Set of tasks:
**1)** Answer these questions about the GeqShift notebook text, one answer per line:
(a) How many conformations and how many epochs were used to train the model?
(b) Which notebook inspired this one and supplied some of its code?
(c) What default value is given for jobname?
**2)** Write out the GeqShift notebook text again, starting with "Easy to use" and going on through "is available at https://github.com/mariabankestad/GeqShift.", with "chemical shift prediction" renamed to "chemical shift estimation" everywhere it occurs.
**3)** Pick up the GeqShift notebook text after its final line and write what comes next.

Given passage:
══════════
Easy to use carbohydrate <sup>13</sup>C and <sup>1</sup>H NMR chemical shift prediction using GeqShift: an E(3) equivariant graph neural network.

The original GeqShift code is available at https://github.com/mariabankestad/GeqShift.

The dataset of 1H and 13C NMR chemical shifts are available at https://github.com/mariabankestad/GeqShift.

Please read and cite the GeqShit paper:
[Bånkestad M., Dorst K. M., Widmalm G., Rönnols J. Carbohydrate NMR chemical shift prediction by GeqShift employing E(3) equivariant graph neural networks
*RSC Advances*, 2024](https://doi.org/10.1039/D4RA03428G)

##### Disclaimer
I made this Google Colab notebook for my own use and have no connection with the authors of the GeqShift paper. This notebook was is heavily inspired by and uses code from the [ColabFold](https://colab.research.google.com/github/sokrypton/ColabFold/blob/main/AlphaFold2.ipynb#scrollTo=mbaIO9pWjaN0) notebook. The model was trained using 100 conformations of the carbohydrates in the training set and 20 epochs. I cannot guarantee the correctness of the results generated using this code.

--[Gaston Courtade](https://folk.ntnu.no/courtade), 2025-04-10

In [2]:
#@title Input carbohydrate SMILES, then hit `Runtime` -> `Run all`
import os


query_smiles = 'C([C@@H]1[C@H]([C@@H]([C@H](C(O1)O)O)O)O)O' #@param {type:"string"}
#@markdown  - Tip: Use [SMILES generator/checker](https://www.cheminfo.org/flavor/malaria/Utilities/SMILES_generator___checker/index.html) to edit SMILES.
jobname = 'bDGlc' #@param {type:"string"}
# number of models to use
num_conformations = 100 #@param {type: "integer"}
#@markdown - Specify how many conformations should be generated in the ensemble for chemical shift prediction
#@markdown - Tip: Best results are expected with around 100 conformations

if os.path.exists("predict"):
  !rm -r /content/predict

In [3]:
#@title Install dependencies
import torch
if "2.6.0" in torch.__version__:
  !pip uninstall torch torch-cluster torch-geometric torch-scatter torchaudio torchvision -y
  !pip install torch==2.4.0+cu124 torchvision torchaudio -f https://download.pytorch.org/whl/cu124/torch/
  import torch

torch_url = "https://pytorch-geometric.com/whl/torch-{}.html".format(torch.__version__).replace('+', '%2B')
══════════
Records shown:

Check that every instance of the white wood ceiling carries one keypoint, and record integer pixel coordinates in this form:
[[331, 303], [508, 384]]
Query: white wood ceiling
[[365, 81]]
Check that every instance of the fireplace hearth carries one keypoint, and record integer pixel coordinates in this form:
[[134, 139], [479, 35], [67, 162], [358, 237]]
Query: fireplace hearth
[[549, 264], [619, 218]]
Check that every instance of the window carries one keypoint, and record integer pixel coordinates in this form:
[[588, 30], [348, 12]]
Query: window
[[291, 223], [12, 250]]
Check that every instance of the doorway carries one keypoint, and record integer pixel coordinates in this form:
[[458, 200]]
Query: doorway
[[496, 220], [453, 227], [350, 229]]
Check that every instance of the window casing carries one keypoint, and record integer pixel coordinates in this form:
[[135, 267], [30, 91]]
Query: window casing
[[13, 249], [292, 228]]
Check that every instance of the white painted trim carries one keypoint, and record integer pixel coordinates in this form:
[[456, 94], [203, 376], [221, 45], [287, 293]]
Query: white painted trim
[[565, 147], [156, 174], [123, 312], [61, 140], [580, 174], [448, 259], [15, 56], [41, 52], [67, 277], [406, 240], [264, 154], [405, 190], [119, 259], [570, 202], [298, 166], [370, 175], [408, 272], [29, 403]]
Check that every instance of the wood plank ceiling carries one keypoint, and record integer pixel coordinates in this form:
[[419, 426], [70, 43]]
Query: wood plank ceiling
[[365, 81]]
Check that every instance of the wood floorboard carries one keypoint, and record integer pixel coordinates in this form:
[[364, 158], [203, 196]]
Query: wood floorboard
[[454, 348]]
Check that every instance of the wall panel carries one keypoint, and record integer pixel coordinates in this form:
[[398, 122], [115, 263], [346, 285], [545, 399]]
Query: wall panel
══════════
Expected results:
**1)**
(a) 100 conformations and 20 epochs.
(b) The ColabFold notebook.
(c) 'bDGlc'

**2)**
Easy to use carbohydrate <sup>13</sup>C and <sup>1</sup>H NMR chemical shift estimation using GeqShift: an E(3) equivariant graph neural network.

The original GeqShift code is available at https://github.com/mariabankestad/GeqShift.

**3)**
!pip install torch-cluster torch-geometric torch-scatter -f $torch_url
!pip install e3nn
!pip install rdkit
!pip install mdanalysis
!pip install py3Dmol

if not os.path.exists("GeqShift"):
  !git clone https://github.com/gcourtade/GeqShift.git

checkpoint_13C = "_20240823_checkpoint_epoch-20_13C_nbr-confs-100.pkl"
if not os.path.exists(checkpoint_13C):
  checkpoint_url = "https://folk.ntnu.no/courtade/GeqShift_models/" + checkpoint_13C
  !wget $checkpoint_url

checkpoint_1H = "_20250411_checkpoint_epoch-20_1H_nbr-confs-100.pkl"
if not os.path.exists(checkpoint_1H):
  checkpoint_url = "https://folk.ntnu.no/courtade/GeqShift_models/" + checkpoint_1H
  !wget $checkpoint_url


Looking in links: https://pytorch-geometric.com/whl/torch-2.4.0%2Bcu124.html


In [4]:
#@title Run prediction
!python GeqShift/predict_gpu.py --smiles_list "$query_smiles" --mol_name "$jobname" --checkpoint_path_13C $checkpoint_13C --checkpoint_path_1H $checkpoint_1H --nbr_confs $num_conformations

Traceback (most recent call last):
  File "/content/GeqShift/predict_gpu.py", line 8, in <module>
    from model.model import O3Transformer
  File "/content/GeqShift/model/model.py", line 3, in <module>
    from.layers import TransformerLayer_with_bond, CompuseTransformerNorm_bond_attr, FeedForwardNetwork, ComposeNetworkNorm, TransformerLayer_with_bond_invariant
  File "/content/GeqShift/model/layers.py", line 3, in <module>
    from torch_scatter import scatter
  File "/usr/local/lib/python3.11/dist-packages/torch_scatter/__init__.py", line 16, in <module>
    torch.ops.load_library(spec.origin)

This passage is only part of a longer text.